■ Exercise objective:
Each entry must appear in the answer exactly as it does here.

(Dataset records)
★ ★ ★ ★ ★

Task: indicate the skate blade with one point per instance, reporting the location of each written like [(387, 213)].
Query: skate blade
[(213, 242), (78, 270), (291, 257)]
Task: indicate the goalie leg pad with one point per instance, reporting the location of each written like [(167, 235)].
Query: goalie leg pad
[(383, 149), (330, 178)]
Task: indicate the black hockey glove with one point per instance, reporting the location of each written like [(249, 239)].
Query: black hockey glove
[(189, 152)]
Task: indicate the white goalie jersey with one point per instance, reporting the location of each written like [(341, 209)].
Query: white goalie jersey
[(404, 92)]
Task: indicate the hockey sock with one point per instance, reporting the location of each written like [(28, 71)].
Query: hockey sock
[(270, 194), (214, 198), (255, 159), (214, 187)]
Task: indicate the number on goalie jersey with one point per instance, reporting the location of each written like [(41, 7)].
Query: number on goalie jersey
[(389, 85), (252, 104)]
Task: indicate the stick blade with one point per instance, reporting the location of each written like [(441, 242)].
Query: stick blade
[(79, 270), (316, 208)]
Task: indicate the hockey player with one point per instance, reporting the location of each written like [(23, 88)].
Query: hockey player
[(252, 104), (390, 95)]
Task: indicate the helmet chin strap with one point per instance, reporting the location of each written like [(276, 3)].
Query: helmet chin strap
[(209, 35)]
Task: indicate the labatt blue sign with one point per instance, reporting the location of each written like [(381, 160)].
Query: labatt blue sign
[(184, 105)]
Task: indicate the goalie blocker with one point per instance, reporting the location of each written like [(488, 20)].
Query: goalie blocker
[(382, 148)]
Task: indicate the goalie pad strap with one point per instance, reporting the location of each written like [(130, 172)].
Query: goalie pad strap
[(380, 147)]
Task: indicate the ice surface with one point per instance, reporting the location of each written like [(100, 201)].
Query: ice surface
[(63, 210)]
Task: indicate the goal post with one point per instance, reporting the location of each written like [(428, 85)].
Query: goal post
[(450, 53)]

★ ★ ★ ★ ★

■ Result of the task:
Task: indicate the skate blade with one point per instance, reporting the location of each written like [(387, 213)].
Query: skate blade
[(213, 242), (78, 270), (291, 257)]
Task: indicate the goalie leg pad with one point per instance, reporting the location of each written like [(167, 235)].
Query: goalie leg pad
[(383, 149), (330, 178)]
Task: indicate the black hockey glove with one point per instance, reporting the location of each written like [(249, 239)].
Query: black hockey glove
[(189, 152)]
Task: indicate the white goalie jersey with one point per instance, reporting the location of each written like [(341, 209)].
Query: white goalie jersey
[(404, 92)]
Task: indicate the hockey sock with one point per instance, reporting the location of each written like [(28, 71)].
Query: hockey sock
[(270, 194), (214, 198), (255, 159), (214, 187)]
Task: indicate the number on goalie jersey with one point per instance, reporting the location of each written like [(41, 7)].
Query: number on goalie jersey
[(389, 85), (252, 104)]
Task: indicate the stick blade with one point per instance, reporting the location of each written like [(441, 242)].
Query: stick blade
[(79, 270), (316, 208)]
Task: indicate the hockey player with one point per instance, reporting the location of each written like [(23, 88)].
Query: hockey player
[(252, 104), (390, 95)]
Task: indicate the helmet chin strap with one point per instance, reporting the location of each written like [(276, 3)].
Query: helmet chin strap
[(209, 35)]
Task: indicate the labatt blue sign with one point per instance, reporting the location of each written like [(381, 160)].
Query: labatt blue sign
[(184, 105)]
Task: indicate the goalie blocker with one point per instance, reporting the location of each written like [(488, 20)].
Query: goalie blocker
[(382, 148)]
Task: indicate the goalie pad strap with one point per instance, reporting the location of each written like [(130, 172)].
Query: goalie pad strap
[(380, 147)]
Task: indicate the ice surface with one point per instance, reporting the location of each written like [(100, 201)].
Query: ice surface
[(63, 210)]
Task: indicate the goal post with one point per instance, reporting the location of each written like [(428, 85)].
Query: goal post
[(450, 53)]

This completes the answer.